*MATERIAL*:
+++
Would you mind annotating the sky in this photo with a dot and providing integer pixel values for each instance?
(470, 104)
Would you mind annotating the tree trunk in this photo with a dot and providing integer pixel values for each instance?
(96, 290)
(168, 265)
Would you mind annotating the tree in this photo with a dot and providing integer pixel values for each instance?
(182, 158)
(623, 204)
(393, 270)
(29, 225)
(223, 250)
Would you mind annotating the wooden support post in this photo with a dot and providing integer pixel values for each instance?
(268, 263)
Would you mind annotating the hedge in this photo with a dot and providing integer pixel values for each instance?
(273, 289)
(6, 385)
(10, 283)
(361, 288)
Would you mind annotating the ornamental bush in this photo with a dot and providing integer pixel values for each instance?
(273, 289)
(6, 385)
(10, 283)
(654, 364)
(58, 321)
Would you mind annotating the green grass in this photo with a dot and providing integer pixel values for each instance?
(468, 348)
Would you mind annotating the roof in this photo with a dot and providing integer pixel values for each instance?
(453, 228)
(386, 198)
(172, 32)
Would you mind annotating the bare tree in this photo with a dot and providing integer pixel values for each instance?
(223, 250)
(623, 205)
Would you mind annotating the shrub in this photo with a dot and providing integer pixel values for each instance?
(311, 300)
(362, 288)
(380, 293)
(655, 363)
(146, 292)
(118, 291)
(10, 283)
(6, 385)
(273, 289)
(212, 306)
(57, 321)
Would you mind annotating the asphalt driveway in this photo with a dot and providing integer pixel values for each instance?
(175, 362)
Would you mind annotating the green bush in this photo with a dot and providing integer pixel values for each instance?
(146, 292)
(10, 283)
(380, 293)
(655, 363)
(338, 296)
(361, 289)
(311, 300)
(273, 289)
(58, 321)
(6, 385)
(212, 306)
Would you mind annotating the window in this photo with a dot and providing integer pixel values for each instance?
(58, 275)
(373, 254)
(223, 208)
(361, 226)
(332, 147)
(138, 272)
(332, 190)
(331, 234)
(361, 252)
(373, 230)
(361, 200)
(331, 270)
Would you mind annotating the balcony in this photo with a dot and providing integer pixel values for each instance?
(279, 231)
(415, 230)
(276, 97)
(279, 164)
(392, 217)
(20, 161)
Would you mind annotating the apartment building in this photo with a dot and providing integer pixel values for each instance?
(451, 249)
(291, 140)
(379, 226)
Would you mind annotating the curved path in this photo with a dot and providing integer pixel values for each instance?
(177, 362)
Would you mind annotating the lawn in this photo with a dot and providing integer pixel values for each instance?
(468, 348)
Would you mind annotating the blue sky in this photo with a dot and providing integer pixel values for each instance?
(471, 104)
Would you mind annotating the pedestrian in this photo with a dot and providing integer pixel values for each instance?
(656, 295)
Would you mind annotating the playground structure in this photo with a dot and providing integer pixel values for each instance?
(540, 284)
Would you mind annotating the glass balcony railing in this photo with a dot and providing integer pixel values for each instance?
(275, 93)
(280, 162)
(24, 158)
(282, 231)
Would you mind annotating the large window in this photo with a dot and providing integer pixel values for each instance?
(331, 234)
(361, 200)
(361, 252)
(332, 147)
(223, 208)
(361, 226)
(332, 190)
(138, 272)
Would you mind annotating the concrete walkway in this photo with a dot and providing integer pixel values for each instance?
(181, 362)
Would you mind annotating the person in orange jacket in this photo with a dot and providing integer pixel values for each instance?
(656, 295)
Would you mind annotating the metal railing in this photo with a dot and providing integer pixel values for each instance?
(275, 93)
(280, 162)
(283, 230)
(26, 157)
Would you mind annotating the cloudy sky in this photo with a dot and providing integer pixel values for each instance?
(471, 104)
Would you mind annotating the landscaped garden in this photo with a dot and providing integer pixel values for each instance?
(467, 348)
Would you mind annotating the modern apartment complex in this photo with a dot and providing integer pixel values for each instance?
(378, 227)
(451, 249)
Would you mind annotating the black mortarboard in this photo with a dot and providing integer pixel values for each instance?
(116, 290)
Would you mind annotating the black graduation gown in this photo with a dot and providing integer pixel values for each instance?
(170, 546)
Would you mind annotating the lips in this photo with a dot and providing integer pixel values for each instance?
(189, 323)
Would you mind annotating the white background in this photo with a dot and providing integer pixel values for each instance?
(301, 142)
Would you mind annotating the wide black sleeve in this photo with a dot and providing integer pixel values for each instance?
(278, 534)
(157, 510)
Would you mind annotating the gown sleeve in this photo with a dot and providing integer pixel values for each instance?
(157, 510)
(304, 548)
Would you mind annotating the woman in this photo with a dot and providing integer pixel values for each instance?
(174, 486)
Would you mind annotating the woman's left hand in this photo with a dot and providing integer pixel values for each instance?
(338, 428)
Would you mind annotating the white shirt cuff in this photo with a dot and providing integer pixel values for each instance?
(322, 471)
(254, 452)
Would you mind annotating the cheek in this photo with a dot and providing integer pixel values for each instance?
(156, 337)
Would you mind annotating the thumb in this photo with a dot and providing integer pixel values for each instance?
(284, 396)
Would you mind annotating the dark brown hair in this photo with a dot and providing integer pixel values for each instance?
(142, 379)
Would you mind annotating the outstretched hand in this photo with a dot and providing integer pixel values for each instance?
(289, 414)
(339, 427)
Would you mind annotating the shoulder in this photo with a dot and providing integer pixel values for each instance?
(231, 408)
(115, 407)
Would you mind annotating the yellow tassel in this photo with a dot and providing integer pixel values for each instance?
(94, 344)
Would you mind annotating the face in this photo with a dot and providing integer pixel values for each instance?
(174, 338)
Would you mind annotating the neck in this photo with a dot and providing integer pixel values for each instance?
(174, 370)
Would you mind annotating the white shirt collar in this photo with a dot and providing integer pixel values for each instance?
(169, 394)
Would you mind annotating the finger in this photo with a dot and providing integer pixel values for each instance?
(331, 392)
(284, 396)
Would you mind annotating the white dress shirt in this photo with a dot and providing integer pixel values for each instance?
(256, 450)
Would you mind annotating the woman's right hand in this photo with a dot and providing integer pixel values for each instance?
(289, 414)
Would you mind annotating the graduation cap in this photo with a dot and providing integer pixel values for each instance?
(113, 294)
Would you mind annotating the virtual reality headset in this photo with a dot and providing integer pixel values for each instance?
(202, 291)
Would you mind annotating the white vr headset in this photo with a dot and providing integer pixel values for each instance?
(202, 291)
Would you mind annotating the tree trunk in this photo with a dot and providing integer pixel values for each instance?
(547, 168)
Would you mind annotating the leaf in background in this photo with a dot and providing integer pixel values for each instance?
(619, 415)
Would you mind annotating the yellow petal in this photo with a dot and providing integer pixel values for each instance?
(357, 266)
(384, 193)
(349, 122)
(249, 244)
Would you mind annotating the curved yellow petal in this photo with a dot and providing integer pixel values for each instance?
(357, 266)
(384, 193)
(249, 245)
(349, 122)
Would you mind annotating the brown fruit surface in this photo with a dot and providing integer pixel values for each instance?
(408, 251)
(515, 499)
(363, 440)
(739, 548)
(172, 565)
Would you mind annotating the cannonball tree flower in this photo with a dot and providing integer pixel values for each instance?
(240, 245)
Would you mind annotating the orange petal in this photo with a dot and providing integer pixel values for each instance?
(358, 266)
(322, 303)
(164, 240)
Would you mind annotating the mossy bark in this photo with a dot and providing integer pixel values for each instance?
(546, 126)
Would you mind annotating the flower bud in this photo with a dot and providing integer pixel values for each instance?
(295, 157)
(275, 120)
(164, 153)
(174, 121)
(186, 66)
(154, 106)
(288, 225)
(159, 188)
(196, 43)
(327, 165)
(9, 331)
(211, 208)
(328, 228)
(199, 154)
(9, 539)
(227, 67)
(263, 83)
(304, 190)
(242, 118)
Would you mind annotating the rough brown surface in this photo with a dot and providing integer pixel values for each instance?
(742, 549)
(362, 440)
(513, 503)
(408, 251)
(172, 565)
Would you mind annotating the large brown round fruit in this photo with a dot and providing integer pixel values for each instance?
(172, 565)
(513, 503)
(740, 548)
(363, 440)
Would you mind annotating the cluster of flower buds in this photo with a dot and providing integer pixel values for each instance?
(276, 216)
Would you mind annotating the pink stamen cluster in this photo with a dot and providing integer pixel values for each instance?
+++
*AIM OF THE EXERCISE*: Copy out exactly the lines from the line with "Would you mind annotating the mossy" to the end of the listing, including both of those lines, and give nothing else.

*CORRECT RESULT*:
Would you mind annotating the mossy bark in this photo with a dot and providing integer pixel values for each instance?
(546, 126)
Would you mind annotating the flower bud in this photo with a dot and providing integer pixel values for each instance?
(295, 157)
(275, 120)
(164, 153)
(174, 121)
(186, 66)
(154, 106)
(288, 225)
(159, 188)
(196, 43)
(327, 165)
(9, 331)
(211, 208)
(328, 228)
(199, 154)
(9, 539)
(227, 67)
(263, 83)
(304, 190)
(242, 118)
Would you mind annotating the rough brown surface in this photo with a dot and providing integer pixel values for each instance?
(742, 549)
(362, 440)
(513, 503)
(408, 251)
(172, 565)
Would you mind annotating the large brown round fruit in this photo with a dot and providing integer pixel values for each instance?
(172, 565)
(513, 503)
(740, 548)
(363, 440)
Would you mind annotating the cluster of flower buds in this photo with a dot and providing integer pixel values for each instance?
(276, 216)
Would you mind annotating the pink stamen cluster in this photo with a dot and providing integer pixel values for each instance?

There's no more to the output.